Consigne | Résumez le texte étudié en deux phrases.

Texte étudié |
↓↓↓
La dichotomie organisationnelle de l’offre collaborative semble donc affecter la qualité de service car elle introduit des éléments de déresponsabilisation des offreurs (annulation surprise des réservations par les hôtes, difficultés pour obtenir le remboursement, propreté critiquable, non-conformité du logement par rapport à l’annonce). Au-delà des problèmes de qualité de la prestation de service, c’est également la fiabilité du service client qui est clairement mise en cause (délai, réponse dans la langue de l’utilisateur, absence de ligne téléphonique dédiée, absence d’aide sur place). La confiance établie entre pairs trouve donc là une 186vraie limite, alors que l’offre intégrée des hôtels permet la mise en place d’une politique de réparation en cas d’échec de la prestation de service.
Conclusion
Il convient de rester prudent avant de tirer des conclusions de cette étude qualitative car il s’agit d’une approche exploratoire. Le modèle collaboratif évolue rapidement, tout comme, d’ailleurs, le modèle conventionnel. Soulignons, par exemple, l’acquisition récente par le groupe Accor de la société Fastbooking en avril 2015, acteur spécialisé dans la création de sites web, afin d’accélérer la digitalisation de l’entreprise dans le cadre de son plan Leading Digital Hospitality (Xerfi, 2015). Seules certaines enseignes ont été étudiées et cela peut également constituer une limite. L’analyse qualitative exploratoire n’a cependant pas pour but d’être représentative, mais de couvrir un large éventail de situations pour identifier les concepts pertinents. Malgré les précautions prises, l’opinion des consommateurs n’a pu être recueillie qu’à travers le prisme des commentaires diffusés sur Internet et la question demeure toujours de savoir jusqu’à quel point il s’agit de vrais consommateurs et dans quelle mesure ils sont représentatifs.
↑↑↑
(Entrées enregistrées)
↓↓↓
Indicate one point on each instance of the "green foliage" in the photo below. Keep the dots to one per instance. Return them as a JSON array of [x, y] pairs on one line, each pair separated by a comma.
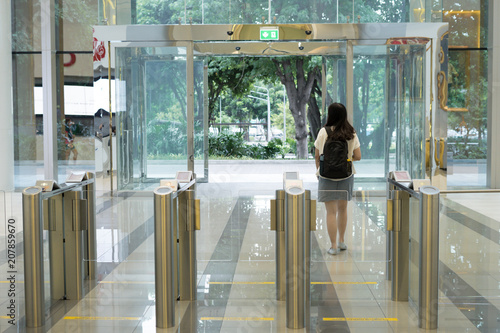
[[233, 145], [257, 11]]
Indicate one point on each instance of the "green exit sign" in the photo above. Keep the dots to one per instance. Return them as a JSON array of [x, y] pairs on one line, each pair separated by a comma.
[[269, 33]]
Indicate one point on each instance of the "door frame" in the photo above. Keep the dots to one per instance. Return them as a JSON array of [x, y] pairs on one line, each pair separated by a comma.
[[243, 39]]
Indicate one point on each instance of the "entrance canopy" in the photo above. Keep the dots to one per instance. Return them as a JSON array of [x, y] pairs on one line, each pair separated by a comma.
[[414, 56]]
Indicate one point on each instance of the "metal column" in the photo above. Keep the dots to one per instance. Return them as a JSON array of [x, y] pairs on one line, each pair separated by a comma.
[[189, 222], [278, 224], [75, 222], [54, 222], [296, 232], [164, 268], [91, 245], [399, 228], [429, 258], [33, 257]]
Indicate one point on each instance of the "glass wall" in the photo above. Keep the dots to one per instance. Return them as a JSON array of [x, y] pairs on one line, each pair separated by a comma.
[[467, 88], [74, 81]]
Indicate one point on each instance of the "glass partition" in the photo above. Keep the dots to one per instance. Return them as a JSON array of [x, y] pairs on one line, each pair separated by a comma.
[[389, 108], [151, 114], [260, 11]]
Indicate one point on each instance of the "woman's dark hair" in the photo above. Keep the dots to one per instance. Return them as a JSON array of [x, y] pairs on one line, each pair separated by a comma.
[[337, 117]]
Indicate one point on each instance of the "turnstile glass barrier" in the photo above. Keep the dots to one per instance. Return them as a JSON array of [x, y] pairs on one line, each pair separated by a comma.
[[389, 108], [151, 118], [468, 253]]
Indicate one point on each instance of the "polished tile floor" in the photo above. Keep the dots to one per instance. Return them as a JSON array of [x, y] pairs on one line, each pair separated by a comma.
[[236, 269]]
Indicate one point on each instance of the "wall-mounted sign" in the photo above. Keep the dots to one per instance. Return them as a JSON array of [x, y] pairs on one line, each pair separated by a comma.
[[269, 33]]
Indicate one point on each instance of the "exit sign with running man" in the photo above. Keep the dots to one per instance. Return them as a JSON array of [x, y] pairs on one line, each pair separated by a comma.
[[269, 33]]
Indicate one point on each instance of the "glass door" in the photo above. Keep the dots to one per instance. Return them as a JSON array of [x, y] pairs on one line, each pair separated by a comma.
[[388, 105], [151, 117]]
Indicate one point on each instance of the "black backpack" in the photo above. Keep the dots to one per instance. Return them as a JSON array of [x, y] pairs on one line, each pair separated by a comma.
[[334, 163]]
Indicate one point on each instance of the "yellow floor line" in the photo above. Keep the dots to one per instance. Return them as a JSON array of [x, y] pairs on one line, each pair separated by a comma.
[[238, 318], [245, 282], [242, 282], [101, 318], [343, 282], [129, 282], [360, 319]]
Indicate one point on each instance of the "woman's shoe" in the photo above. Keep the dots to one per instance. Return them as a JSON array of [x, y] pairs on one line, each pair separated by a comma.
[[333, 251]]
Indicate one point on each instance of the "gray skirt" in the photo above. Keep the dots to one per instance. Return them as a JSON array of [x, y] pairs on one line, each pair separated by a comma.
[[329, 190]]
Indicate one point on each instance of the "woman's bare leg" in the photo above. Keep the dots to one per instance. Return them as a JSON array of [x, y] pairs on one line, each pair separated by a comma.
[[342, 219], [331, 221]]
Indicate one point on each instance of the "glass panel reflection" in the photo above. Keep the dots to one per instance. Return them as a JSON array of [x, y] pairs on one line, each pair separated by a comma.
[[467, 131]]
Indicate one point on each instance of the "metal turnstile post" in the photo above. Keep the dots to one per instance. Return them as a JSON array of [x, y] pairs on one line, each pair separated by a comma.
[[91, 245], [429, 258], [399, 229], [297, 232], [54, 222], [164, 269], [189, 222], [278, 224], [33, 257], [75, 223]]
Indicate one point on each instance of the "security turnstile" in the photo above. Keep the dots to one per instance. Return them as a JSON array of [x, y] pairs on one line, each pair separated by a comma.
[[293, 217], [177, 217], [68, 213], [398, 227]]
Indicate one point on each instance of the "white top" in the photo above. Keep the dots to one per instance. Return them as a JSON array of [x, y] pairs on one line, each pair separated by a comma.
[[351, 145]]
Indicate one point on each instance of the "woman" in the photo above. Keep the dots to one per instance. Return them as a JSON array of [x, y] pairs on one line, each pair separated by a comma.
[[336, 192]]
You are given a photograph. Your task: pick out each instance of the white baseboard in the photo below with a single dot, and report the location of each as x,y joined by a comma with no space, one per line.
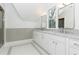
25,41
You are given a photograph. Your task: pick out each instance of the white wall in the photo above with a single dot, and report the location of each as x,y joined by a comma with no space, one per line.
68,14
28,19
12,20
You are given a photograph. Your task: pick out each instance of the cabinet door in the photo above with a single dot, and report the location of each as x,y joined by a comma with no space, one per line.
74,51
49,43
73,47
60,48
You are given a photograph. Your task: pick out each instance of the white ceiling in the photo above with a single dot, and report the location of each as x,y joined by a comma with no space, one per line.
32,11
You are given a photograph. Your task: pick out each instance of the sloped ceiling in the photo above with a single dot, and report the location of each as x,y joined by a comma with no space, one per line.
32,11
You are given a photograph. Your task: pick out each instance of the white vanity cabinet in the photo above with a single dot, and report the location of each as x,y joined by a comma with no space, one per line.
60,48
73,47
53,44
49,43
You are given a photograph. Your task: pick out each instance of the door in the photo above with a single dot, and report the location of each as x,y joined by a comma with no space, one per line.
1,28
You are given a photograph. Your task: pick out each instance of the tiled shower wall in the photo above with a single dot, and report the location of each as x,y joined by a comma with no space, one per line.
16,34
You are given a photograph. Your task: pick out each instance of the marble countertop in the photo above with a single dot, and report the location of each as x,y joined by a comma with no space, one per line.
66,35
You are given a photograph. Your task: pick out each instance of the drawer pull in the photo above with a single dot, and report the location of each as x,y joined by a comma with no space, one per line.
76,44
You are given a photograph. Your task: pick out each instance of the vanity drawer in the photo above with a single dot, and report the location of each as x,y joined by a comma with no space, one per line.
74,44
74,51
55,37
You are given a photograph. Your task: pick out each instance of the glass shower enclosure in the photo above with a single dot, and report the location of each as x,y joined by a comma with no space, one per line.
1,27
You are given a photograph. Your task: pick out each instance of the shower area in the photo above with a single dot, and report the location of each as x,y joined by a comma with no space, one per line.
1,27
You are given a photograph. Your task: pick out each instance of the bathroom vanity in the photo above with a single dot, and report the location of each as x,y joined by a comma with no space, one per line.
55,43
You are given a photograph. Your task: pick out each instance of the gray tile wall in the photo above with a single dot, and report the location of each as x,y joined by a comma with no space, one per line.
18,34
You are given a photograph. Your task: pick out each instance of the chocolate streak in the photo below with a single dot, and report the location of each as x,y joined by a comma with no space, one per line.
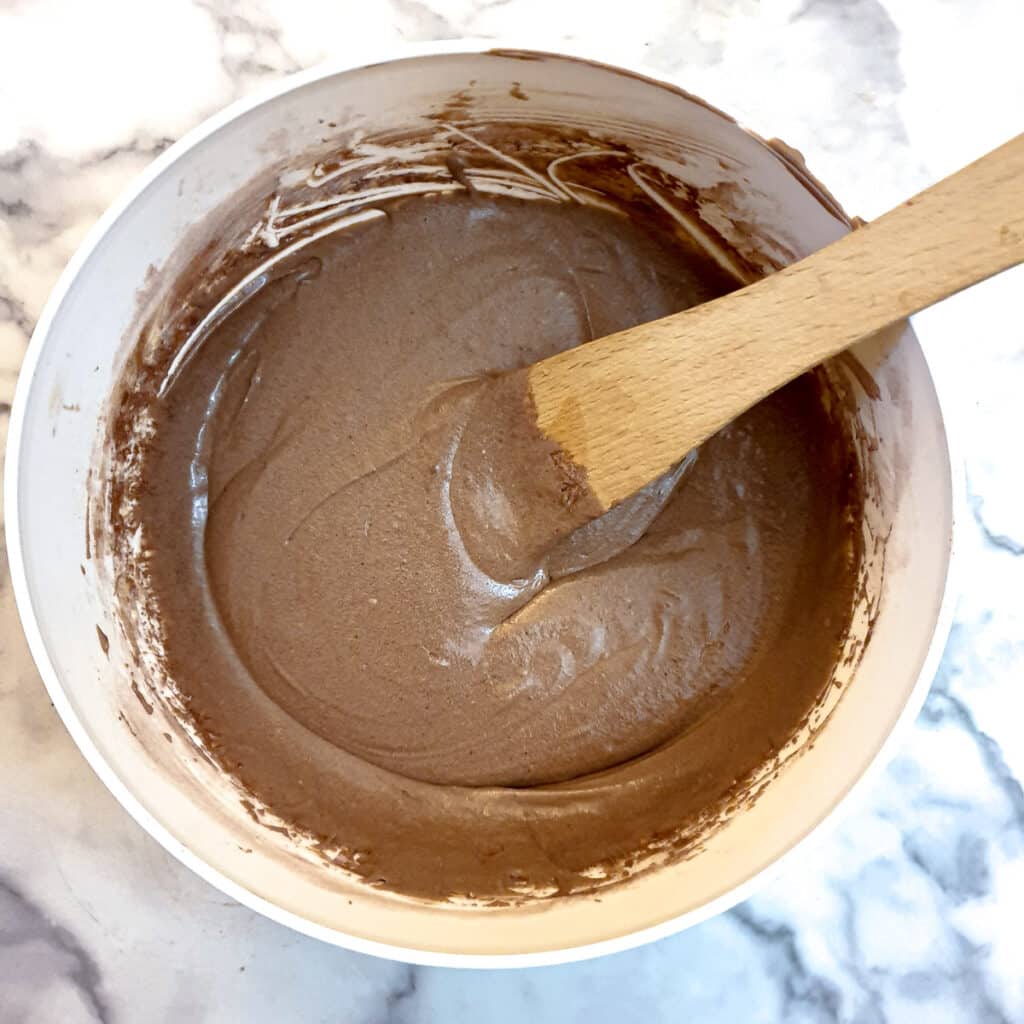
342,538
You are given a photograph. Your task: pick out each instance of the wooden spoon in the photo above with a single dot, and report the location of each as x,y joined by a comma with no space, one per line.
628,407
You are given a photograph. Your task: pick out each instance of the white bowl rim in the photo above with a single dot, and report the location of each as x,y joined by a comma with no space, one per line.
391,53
↑↑↑
↓↓↓
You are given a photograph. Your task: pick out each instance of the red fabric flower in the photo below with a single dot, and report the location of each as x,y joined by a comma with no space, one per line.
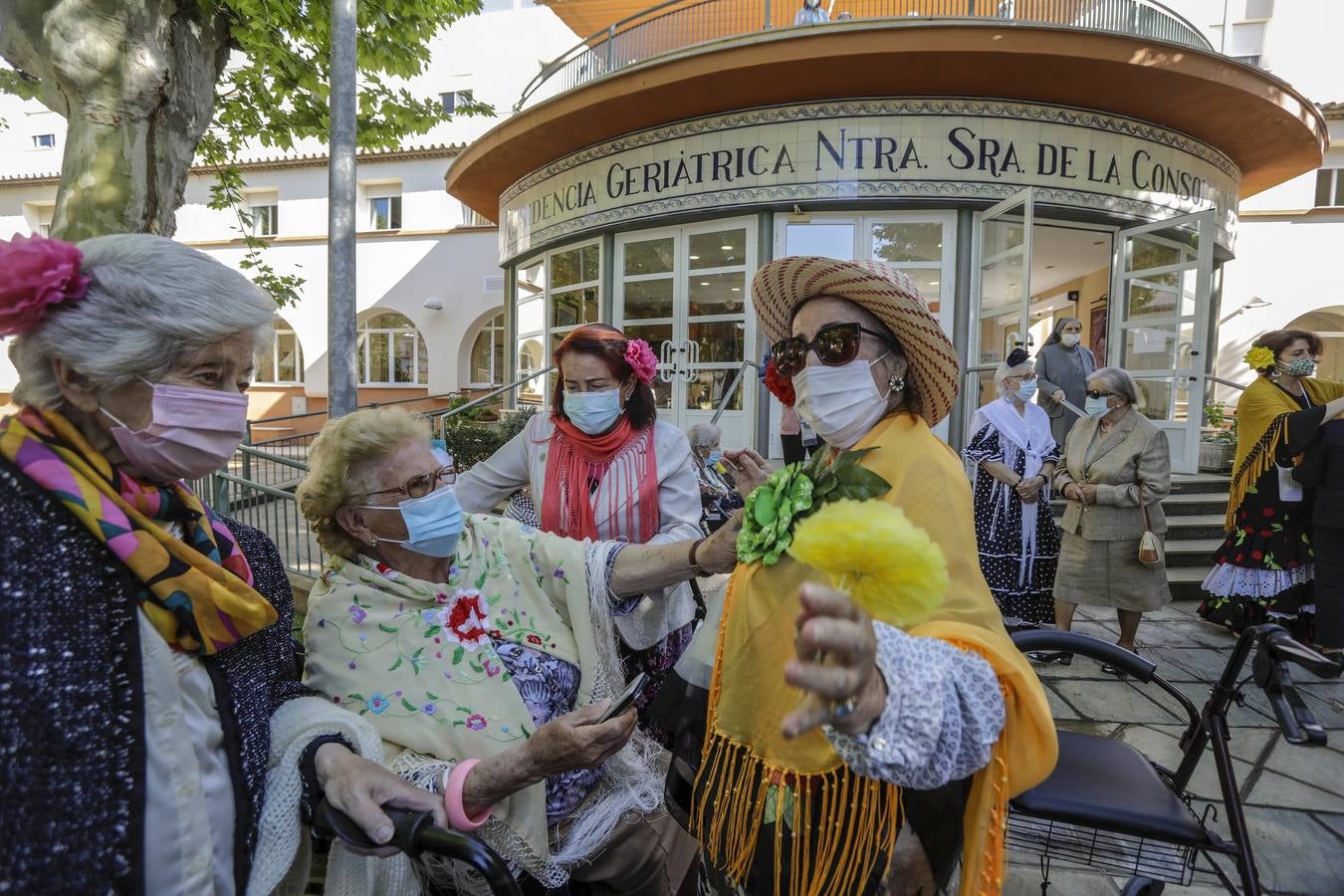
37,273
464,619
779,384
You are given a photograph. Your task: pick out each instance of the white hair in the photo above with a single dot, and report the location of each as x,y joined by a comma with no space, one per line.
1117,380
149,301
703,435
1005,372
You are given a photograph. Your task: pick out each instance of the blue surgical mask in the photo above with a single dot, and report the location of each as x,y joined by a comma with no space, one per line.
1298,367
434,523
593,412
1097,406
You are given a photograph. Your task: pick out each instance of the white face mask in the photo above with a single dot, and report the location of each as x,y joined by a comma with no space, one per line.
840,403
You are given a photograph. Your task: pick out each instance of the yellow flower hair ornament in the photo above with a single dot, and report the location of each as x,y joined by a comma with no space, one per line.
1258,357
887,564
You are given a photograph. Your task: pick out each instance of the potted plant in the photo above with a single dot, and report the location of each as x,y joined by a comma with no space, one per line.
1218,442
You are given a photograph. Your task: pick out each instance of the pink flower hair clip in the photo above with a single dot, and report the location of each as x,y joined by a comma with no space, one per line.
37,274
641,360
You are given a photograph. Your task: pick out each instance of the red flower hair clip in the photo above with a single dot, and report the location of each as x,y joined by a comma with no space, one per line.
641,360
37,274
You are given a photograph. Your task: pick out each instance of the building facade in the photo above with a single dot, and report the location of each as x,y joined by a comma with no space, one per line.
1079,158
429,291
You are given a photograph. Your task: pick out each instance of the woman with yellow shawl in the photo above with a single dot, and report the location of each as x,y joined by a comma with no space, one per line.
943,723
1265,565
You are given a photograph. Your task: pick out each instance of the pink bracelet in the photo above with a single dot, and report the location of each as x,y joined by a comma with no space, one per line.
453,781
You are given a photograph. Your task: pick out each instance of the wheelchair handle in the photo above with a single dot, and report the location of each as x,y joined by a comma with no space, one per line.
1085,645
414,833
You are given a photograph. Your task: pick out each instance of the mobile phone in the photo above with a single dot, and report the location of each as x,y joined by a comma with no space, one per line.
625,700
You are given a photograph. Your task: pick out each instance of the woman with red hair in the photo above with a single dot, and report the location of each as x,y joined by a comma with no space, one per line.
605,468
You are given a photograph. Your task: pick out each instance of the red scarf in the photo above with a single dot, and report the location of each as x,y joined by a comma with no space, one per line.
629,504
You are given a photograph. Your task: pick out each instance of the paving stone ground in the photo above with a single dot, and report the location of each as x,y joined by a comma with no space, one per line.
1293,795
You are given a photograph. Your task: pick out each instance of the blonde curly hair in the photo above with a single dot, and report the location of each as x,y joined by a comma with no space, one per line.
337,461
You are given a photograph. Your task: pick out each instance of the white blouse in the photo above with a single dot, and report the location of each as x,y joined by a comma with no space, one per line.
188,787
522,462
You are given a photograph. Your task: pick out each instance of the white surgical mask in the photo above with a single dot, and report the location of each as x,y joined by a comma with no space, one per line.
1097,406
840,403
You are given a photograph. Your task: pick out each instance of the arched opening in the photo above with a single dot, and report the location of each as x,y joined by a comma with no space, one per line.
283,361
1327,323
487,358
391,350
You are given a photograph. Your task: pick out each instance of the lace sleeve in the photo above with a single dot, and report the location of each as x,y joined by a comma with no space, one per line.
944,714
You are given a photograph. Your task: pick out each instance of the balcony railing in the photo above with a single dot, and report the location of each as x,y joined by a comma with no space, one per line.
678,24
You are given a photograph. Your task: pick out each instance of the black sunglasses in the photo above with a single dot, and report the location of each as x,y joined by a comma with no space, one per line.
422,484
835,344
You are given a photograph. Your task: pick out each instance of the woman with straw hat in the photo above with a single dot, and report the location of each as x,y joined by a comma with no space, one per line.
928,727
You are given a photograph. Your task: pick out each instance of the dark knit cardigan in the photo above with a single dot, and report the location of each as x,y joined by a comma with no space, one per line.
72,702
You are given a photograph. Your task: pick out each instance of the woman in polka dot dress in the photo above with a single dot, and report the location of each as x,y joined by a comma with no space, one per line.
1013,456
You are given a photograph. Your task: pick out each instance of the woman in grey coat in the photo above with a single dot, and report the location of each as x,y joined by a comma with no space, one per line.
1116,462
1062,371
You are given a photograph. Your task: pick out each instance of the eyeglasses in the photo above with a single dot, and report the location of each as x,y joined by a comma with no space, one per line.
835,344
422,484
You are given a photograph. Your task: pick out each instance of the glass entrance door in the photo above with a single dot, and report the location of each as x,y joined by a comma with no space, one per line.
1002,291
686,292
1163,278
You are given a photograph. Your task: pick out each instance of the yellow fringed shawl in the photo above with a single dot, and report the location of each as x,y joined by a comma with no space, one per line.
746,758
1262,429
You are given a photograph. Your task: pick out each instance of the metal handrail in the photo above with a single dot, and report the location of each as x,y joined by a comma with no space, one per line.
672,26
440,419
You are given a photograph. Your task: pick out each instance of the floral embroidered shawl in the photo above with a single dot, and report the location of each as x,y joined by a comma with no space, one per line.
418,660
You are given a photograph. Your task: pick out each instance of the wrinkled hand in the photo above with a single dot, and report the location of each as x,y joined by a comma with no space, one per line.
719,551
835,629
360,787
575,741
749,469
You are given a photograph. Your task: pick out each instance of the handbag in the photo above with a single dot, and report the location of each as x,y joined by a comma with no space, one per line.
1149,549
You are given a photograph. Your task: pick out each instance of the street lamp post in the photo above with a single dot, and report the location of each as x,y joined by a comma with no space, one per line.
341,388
↑↑↑
↓↓↓
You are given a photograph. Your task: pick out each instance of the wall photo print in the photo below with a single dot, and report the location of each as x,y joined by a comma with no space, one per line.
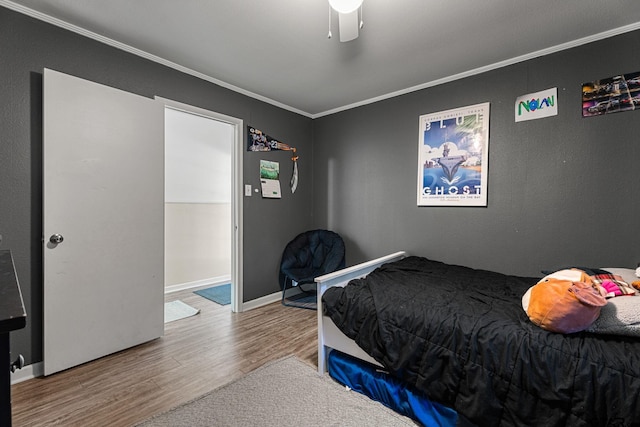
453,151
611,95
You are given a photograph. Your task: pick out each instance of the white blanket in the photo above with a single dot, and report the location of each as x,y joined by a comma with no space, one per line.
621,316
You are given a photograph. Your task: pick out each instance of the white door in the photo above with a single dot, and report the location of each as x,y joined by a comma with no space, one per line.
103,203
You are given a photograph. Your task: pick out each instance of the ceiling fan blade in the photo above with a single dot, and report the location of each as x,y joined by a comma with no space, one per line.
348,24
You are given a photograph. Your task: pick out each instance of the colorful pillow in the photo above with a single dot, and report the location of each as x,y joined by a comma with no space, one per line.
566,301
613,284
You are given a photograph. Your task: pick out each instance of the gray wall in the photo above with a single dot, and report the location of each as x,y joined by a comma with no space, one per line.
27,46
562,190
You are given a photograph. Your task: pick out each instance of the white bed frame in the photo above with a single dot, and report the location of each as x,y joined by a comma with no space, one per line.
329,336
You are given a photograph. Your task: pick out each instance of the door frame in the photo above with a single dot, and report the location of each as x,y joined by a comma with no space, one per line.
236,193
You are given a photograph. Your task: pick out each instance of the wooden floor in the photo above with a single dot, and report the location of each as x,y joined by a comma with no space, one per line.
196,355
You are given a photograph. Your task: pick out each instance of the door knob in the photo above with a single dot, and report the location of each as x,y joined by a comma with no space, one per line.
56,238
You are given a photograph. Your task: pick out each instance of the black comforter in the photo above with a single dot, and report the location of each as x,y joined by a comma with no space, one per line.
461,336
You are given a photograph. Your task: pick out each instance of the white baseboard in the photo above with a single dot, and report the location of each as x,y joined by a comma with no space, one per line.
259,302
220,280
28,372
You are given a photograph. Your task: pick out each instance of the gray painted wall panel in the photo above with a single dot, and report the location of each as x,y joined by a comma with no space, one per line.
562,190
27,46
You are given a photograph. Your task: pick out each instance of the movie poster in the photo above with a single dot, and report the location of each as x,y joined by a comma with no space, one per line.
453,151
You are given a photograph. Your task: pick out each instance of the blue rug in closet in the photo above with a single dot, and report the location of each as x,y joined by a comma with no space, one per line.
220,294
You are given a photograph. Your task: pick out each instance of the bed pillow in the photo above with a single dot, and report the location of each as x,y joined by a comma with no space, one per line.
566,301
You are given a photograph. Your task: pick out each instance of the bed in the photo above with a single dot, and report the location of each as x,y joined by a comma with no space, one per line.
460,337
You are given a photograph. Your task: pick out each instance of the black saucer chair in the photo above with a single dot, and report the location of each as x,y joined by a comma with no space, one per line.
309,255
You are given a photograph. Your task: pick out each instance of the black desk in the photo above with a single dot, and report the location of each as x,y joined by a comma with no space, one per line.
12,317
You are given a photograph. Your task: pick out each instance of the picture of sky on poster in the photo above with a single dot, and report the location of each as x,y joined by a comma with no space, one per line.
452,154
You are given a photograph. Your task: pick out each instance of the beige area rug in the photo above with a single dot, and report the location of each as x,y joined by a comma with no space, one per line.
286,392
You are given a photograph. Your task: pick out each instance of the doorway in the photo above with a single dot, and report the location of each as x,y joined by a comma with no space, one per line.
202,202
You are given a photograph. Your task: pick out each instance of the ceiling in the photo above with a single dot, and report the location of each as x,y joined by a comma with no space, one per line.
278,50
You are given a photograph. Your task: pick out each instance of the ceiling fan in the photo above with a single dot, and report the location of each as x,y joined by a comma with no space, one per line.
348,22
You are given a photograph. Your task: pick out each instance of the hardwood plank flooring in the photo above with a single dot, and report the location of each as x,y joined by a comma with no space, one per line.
↑↑↑
Réponse | La dichotomie organisationnelle de l'offre collaborative nuit à la qualité de service et à la fiabilité du service client, ce qui limite la confiance entre pairs, alors que l'offre intégrée des hôtels permet une politique de réparation en cas d'échec. Les conclusions doivent rester prudentes, car l'étude qualitative est exploratoire, ne porte que sur certaines enseignes et n'a recueilli l'opinion des consommateurs qu'à travers des commentaires diffusés sur Internet.